(Record list):
◇ ◇ ◇ ◇

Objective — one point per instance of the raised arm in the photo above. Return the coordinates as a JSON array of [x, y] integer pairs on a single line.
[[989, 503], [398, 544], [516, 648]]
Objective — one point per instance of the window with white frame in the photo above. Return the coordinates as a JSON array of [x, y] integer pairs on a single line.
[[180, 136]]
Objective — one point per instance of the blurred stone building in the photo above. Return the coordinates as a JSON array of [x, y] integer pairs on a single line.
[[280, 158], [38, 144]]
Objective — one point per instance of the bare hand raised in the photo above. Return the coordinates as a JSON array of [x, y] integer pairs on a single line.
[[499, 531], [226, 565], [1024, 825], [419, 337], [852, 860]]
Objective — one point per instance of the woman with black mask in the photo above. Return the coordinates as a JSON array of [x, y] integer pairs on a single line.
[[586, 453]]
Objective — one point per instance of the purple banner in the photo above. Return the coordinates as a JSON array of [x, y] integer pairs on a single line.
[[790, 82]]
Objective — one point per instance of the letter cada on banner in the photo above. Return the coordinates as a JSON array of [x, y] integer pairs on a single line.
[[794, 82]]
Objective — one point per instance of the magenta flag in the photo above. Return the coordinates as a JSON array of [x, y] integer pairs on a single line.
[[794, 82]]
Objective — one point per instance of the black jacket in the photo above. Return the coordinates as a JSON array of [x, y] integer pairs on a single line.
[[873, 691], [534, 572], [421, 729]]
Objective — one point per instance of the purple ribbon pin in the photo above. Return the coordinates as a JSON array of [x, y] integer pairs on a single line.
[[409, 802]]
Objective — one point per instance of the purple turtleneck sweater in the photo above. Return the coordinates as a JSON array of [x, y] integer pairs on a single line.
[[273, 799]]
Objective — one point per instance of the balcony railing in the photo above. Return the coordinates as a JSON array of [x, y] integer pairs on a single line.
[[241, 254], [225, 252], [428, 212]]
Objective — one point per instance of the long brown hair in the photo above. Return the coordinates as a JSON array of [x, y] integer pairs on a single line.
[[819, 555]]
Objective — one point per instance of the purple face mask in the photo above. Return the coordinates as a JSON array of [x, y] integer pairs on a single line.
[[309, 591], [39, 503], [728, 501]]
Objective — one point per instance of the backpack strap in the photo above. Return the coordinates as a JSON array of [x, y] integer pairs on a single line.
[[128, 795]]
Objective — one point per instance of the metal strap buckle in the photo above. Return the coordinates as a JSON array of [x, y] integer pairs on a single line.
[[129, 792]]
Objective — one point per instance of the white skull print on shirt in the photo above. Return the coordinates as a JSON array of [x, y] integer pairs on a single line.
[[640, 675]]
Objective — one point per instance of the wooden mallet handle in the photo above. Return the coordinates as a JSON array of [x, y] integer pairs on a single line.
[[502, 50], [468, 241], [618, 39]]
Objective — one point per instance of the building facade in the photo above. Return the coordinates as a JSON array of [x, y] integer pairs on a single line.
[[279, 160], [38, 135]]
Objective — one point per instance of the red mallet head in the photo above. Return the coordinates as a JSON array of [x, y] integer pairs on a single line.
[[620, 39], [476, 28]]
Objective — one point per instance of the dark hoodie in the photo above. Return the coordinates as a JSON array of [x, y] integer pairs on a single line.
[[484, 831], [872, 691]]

◇ ◇ ◇ ◇

(Task objective): Convert all of the records above into a numbered list, one item per line, with no blank lines between items.

(Response for this exercise):
1. Objective — one point per instance of the raised arm in the photo above. Return the coordinates as a JSON array of [x, y] integer pairs on a single line.
2. [[989, 503], [398, 544], [516, 648]]
3. Objective — one point per instance of the window with white frame in the photo above. Return the coordinates as a JSON array of [x, y] integer pairs on a single line.
4. [[180, 136]]
5. Objective — one point per instance of the blurred stone building in the photo above. Return the coordinates as a JSON array of [x, y] integer pairs on a single line.
6. [[280, 158], [38, 144]]
7. Objective — one point per instance of the bare hand raised in the photo above. Return the coordinates as a JSON array of [x, y] integer pairs on a single line.
8. [[499, 531], [226, 565], [1024, 825], [419, 337], [852, 860]]
9. Objective — one point per instance of the woman with black mask in the photo above. Return the coordinates as a JSON array of [x, y] integer pairs on a single line.
10. [[586, 453]]
11. Objective — one point per instance of the purple banner in the photo above. Return the coordinates as a JSON array of [x, y] integer pairs on a single line.
12. [[790, 82]]
13. Objective — one point per instance of the letter cada on banner in the photo above. Return the coordinates as a JSON array of [x, y] integer pairs on a single line.
14. [[794, 82]]
15. Objective — one point per instance of the magenta flag in the photo above. Return the coordinates as a JSON array of [x, y] integer pairs on a single line.
16. [[794, 82]]
17. Objective — one point per instance of the black jacket in the photo above. Return the coordinates as a JSON array of [x, y] integer pairs on a single line.
18. [[873, 691], [534, 572], [421, 729]]
19. Objective — one point per instance of the purple ribbon pin in the photo above. Return the coordinates as a JSON array of [x, y] integer pairs on a single line.
20. [[409, 802]]
21. Objective — one point per instance of the purple turtleneck sweater in the photo above. Return the coordinates as a JSON array of [x, y] integer pairs on a single line.
22. [[273, 799]]
23. Objective — one point per instance of the balcony railing in the photo above. Return the coordinates as a JSON array of [x, y] integer pairs on a single line.
24. [[241, 254], [225, 252], [428, 212]]
25. Objective — one point per instance of the long brown hair in the photo above. Return the coordinates as a JSON array of [x, y] integer pairs on a single line.
26. [[819, 555]]
27. Objective — one point per instance of the purple face mask in the photo above. Return the coordinates as a JSON array of [x, y] integer pairs on a single line.
28. [[309, 591], [39, 503], [728, 501]]
29. Objective — one point per instance of the backpack strap in the photo above. Return the coordinates as a JSON array of [x, y] integer pairs on a single line.
30. [[128, 795]]
31. Objective — one point per instance of the metal strap buckle in the photo above. Return the coordinates as a JSON array of [x, y] integer pairs on a single line.
32. [[129, 792]]
33. Objective — one point per instance of the white skull print on shirt in the photo above. Return the coordinates as a JSON array of [x, y] integer pairs on a single line.
34. [[640, 675]]
35. Objective — one point per instance of the wooden mallet handle in the photo above. Return the coordinates as a JSON array of [x, y] integer pairs on a single line.
36. [[502, 50], [468, 241], [618, 39]]
37. Objective — one point per instance of the building facade in the photo above. Return the coordinates as a JSON array of [x, y] integer pairs on a single line.
38. [[279, 160], [38, 135]]
39. Objective — one point per instance of the red mallet head in the photo above. Return the coordinates as a JSON array of [x, y] integer pairs on a single line.
40. [[620, 39], [476, 28]]
41. Objective — one point per instance of the dark hoodie in the photo above. Return the coordinates as a JSON array of [x, y] integer pairs on a single line.
42. [[484, 831], [872, 691]]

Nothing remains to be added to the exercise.